→ **TRY IT**
Where the line with "Give the segmentation of every instance of the concrete curb." appears in the records below, start there and transcribe each line exactly through the last.

→ **EXTRACTED RECORDS**
_ _ _ _ _

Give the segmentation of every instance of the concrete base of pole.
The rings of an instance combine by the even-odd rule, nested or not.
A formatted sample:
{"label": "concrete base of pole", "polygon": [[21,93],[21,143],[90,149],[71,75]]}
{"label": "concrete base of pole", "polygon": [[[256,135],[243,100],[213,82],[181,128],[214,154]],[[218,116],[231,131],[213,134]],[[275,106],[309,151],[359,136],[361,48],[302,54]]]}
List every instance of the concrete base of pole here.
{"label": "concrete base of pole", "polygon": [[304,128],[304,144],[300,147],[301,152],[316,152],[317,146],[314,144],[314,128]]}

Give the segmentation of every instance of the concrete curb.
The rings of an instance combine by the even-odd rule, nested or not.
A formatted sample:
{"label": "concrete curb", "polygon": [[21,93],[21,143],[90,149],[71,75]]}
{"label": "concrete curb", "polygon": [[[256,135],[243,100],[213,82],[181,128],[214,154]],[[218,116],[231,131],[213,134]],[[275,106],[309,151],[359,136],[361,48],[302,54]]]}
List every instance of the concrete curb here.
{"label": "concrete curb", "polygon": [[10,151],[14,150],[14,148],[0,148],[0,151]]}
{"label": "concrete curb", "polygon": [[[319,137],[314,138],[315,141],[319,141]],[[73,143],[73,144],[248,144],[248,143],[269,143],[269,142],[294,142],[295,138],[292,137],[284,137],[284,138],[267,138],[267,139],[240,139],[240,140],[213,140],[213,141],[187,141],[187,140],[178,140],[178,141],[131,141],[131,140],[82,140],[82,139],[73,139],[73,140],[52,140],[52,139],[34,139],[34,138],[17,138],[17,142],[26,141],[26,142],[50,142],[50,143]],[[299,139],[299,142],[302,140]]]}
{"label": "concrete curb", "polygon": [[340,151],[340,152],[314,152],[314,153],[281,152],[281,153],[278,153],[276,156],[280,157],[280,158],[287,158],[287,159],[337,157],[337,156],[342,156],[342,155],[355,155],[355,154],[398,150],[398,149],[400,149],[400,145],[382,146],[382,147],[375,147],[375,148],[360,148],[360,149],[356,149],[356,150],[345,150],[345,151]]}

_ _ _ _ _

→ **OUTPUT OF THE TASK**
Give the segmentation of every instance of the concrete curb.
The rings of an instance combine by the even-odd rule, nested or not.
A formatted sample:
{"label": "concrete curb", "polygon": [[21,93],[21,143],[90,149],[71,75]]}
{"label": "concrete curb", "polygon": [[[256,135],[243,100],[213,82],[181,128],[214,154]],[[218,116],[231,131],[213,134]],[[275,106],[309,151],[359,136],[361,48],[302,54]]]}
List every instance of the concrete curb here.
{"label": "concrete curb", "polygon": [[10,151],[14,150],[14,148],[0,148],[0,151]]}
{"label": "concrete curb", "polygon": [[[319,137],[314,138],[315,141],[319,141]],[[73,143],[73,144],[248,144],[248,143],[269,143],[269,142],[294,142],[295,138],[292,137],[284,137],[284,138],[267,138],[267,139],[240,139],[240,140],[213,140],[213,141],[187,141],[187,140],[178,140],[178,141],[131,141],[131,140],[82,140],[82,139],[73,139],[73,140],[52,140],[52,139],[34,139],[34,138],[17,138],[17,142],[26,141],[26,142],[50,142],[50,143]],[[299,139],[299,142],[302,140]]]}
{"label": "concrete curb", "polygon": [[340,151],[340,152],[314,152],[314,153],[281,152],[281,153],[278,153],[276,156],[280,157],[280,158],[287,158],[287,159],[337,157],[337,156],[342,156],[342,155],[355,155],[355,154],[398,150],[398,149],[400,149],[400,145],[382,146],[382,147],[375,147],[375,148],[360,148],[360,149],[356,149],[356,150],[345,150],[345,151]]}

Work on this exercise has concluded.